— START DATASET RECORDS —
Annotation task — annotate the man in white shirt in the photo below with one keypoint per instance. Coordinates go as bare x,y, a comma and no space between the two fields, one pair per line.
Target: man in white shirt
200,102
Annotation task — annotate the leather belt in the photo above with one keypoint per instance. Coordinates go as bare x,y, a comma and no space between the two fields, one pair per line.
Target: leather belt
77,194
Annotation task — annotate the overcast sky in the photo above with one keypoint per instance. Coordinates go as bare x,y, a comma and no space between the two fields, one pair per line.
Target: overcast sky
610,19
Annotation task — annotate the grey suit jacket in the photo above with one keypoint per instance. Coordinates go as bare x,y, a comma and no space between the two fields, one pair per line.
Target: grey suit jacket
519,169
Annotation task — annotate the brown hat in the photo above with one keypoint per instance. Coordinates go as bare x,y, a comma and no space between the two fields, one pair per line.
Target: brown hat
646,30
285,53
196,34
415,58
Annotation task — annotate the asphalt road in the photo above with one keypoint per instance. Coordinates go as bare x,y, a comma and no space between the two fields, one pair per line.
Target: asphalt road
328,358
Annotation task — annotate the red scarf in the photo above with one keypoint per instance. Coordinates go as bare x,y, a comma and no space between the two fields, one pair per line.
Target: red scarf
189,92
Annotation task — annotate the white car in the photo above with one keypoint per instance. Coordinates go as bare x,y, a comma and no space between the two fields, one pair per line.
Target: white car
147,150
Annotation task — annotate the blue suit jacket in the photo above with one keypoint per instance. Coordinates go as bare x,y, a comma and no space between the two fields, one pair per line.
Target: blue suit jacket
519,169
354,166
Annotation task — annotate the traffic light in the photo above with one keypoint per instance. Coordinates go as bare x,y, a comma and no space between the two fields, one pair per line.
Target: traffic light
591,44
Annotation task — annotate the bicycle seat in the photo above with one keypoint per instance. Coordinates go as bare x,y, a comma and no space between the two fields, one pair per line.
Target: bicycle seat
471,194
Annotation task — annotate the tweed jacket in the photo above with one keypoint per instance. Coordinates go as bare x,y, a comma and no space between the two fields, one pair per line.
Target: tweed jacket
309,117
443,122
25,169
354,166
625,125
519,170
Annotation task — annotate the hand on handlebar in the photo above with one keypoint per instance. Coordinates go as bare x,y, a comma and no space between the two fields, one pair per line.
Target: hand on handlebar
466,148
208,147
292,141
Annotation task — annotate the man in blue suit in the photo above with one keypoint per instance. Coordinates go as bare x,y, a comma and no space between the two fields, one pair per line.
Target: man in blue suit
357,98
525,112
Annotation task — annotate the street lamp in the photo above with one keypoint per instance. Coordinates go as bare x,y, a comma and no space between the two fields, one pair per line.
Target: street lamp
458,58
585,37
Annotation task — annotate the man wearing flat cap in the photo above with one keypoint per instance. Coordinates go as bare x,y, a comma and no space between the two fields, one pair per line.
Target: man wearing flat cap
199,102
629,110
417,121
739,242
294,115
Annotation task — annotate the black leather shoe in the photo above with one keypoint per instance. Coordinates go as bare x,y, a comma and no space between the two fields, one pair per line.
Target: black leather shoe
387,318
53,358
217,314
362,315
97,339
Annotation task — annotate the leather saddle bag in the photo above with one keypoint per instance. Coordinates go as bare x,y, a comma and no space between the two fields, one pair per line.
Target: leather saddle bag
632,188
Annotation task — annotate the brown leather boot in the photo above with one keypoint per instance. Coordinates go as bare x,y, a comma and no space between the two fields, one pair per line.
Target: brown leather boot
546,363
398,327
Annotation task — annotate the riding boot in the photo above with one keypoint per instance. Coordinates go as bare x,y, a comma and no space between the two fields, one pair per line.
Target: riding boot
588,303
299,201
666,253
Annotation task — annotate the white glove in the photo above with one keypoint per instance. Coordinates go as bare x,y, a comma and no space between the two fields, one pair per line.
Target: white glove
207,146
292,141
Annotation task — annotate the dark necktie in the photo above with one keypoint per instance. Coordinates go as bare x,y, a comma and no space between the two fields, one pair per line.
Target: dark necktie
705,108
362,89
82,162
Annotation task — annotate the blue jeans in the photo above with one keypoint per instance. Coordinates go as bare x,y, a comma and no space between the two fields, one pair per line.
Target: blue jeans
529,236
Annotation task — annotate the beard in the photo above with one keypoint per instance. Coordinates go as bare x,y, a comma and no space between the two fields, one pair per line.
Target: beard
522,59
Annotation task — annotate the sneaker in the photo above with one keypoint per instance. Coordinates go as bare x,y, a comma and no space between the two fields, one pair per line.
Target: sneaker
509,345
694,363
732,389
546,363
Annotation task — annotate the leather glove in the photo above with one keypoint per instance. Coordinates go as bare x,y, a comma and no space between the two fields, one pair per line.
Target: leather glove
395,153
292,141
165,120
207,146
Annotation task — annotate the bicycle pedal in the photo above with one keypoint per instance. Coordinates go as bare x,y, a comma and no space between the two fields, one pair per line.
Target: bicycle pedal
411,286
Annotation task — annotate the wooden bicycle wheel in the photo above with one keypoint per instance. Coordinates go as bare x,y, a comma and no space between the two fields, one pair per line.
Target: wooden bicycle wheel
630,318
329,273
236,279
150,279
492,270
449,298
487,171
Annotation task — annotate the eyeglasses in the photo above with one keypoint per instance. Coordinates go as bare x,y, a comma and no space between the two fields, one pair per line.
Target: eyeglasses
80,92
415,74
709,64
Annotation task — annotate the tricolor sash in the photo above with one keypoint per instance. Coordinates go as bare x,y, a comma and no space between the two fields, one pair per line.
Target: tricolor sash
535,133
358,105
— END DATASET RECORDS —
▸ WHAT YOU NEED TO DO
Your task is to transcribe the listing above in full, exactly as given.

▸ EXPECTED ANSWER
Annotation task — annotate the man in white shirt in the photo below with one keypoint per instance. Coordinates go as bare x,y, a comma and no space between the two fields, one pair per line.
Target: man in white shirt
200,102
Annotation task — annotate the leather belt in the photo above with one keypoint per instance. Coordinates go as bare x,y, a comma and no space between the two fields, one pair per line.
Target: leather belt
77,194
Annotation task — annotate the overcast sky in the photo above with one keypoint per instance. Coordinates go as bare x,y, a comma and no space between the two fields, one pair per line.
Target: overcast sky
610,19
Annotation task — annotate the grey suit jacket in the photo above with one keypoint per instance. Coordinates go as bare x,y, a comma and no space between the two fields, one pair per line.
Target: grey suit jacket
519,169
Annotation task — annotate the brown hat in the photo above with one keypoint per instance. Coordinates go as bare x,y, a comma and no space between the two fields, one pair per line.
Target: brown hat
646,30
285,53
196,34
415,58
Annotation task — annotate the asphalt road in the photo above with one keypoint per instance. Coordinates go as bare x,y, a comma and no space between the two fields, one pair per line.
Target: asphalt road
328,358
Annotation task — annotate the red scarf in the photo above with one keypoint per instance. Coordinates go as bare x,y, a comma and no space between the two fields, one pair per line.
Target: red scarf
189,92
Annotation task — annotate the white car in the photo above with one keypoint per instance. Coordinates go as bare x,y, a comma and no space between the two fields, one pair per line.
Target: white car
147,150
Annotation task — annotate the blue suit jacket in the photo above with one keypoint per instance. Coordinates go as bare x,y, a comma and no space between the two fields, one pair per line.
Target: blue suit jacket
519,169
354,166
Annotation task — annotate the traffic light in the photo above with one keypoint per instance. Coordinates go as bare x,y, a comma and no space between the two fields, one pair per line.
Target: traffic light
591,44
Annotation task — annotate the bicycle seat in the photo above with one keypoint per instance. Coordinates go as bare x,y, a comma and no space between the two fields, one pair per line.
Target: bicycle seat
471,194
Annotation task — annotate the tweed jacket in the photo above with one keypoint per instance. Coordinates go as bare x,y, a comma and no space between the two fields, one pair per line.
Target: tweed jacket
309,117
443,122
25,169
354,166
625,125
519,170
Annotation task — annotate the hand on handlebar in the photo above with one keypoint per instance. Coordinates go as bare x,y, a comma and no space between the two fields, one pair per line.
Target: hand on handlebar
466,148
208,147
292,141
Annotation task — annotate the man in blue suit in the photo above with one keypoint per instance. Coordinates go as bare x,y, a comma and no space between the two fields, one pair per line.
Target: man in blue suit
357,98
525,112
Annotation task — annotate the street lamp in the photo above with one keypoint per instance. Coordinates go as bare x,y, a comma and no space between the two fields, one pair per line.
Target: street lamp
458,58
585,37
Annotation task — annotate the man wearing flat cap in the photo above with one keypoint per instance. Coordinates go as bare x,y, a comma and no space between the two fields, one pair per line.
Target: man wearing flat cap
199,102
629,110
417,121
739,242
294,115
Annotation task — annotate the black leather shoe in the photo above with one keypoint per instance. Coordinates go as bare x,y, a comma and no space between the two fields, one pair per line.
Target: black leather shoe
387,318
53,358
217,314
362,315
97,339
Annotation task — annotate the leather saddle bag in the photo above with one keypoint per instance. Coordinates go as bare x,y, a comma and no space between the two fields, one pair per line.
Target: leather saddle bag
632,188
Annotation task — annotate the brown leather boot in the photo above with one keypoint per instance. Coordinates go as bare x,y, a comma and no space between the two fields, one pair per line.
Target: brown leather boot
546,363
398,327
Annotation task — annotate the riding boot in the photo above with one keypoint per instance. Coordinates go as bare x,y, a comma and no space between the two fields, one pair per line.
Target: riding boot
588,303
299,201
666,253
Annotation task — annotate the white glove in the photo above with one keypoint per instance. Coordinates go as bare x,y, a comma and no space between the two fields, one pair per line.
Target: white glove
207,146
292,141
Annotation task — annotate the dark necktie in the photo above with one keypoint per instance. Coordinates go as bare x,y, a comma and no space between the two fields, one pair per line.
Target: dark necktie
705,108
362,89
82,162
Annotation task — annotate the blue jeans in the photo above with one keypoint per instance. Coordinates go as bare x,y, a comma and no space between the two fields, one pair per line.
Target: blue jeans
529,236
Annotation task — annotate the beard in the photo above with one keypoint per instance. Coordinates go as bare x,y, a comma and no space between the two fields, one pair per line.
Target: beard
522,59
Annotation task — annotate the sneaker in the photo above with one keypoint per instance. Coordinates go as bare x,y, a comma and no space between the two fields, one pair per line.
Target: sneaker
509,345
694,363
732,389
546,363
Annotation task — annotate the leather glove in the photo above with one keypoint per instance. Coordinates go as bare x,y, a comma and no space between the two fields, one pair per line.
Target: leather glove
395,153
292,141
165,120
207,146
Annotation task — annotate the bicycle pedal in the photo above with one keypoint per instance. Coordinates go as bare x,y, a comma and no space between the two fields, one pair per line.
Target: bicycle pedal
411,286
Annotation task — annotate the wooden bicycle wheel in the photo above with one keypoint per instance. Coordinates go as bare x,y, a comma and no space between the two fields, one pair per line.
Target: wooden bicycle wheel
630,318
329,273
236,279
150,279
492,270
449,298
487,171
Annotation task — annotate the eyeglasses in the photo above with one keypoint per instance. Coordinates go as bare x,y, a comma and no space between the two fields, one pair per line.
Target: eyeglasses
80,92
415,74
709,64
Annotation task — annotate the tricolor sash in the photo above with one keypoint per instance. Coordinates go as bare x,y, a comma and no space between the two fields, one pair per line.
Target: tricolor sash
535,133
358,105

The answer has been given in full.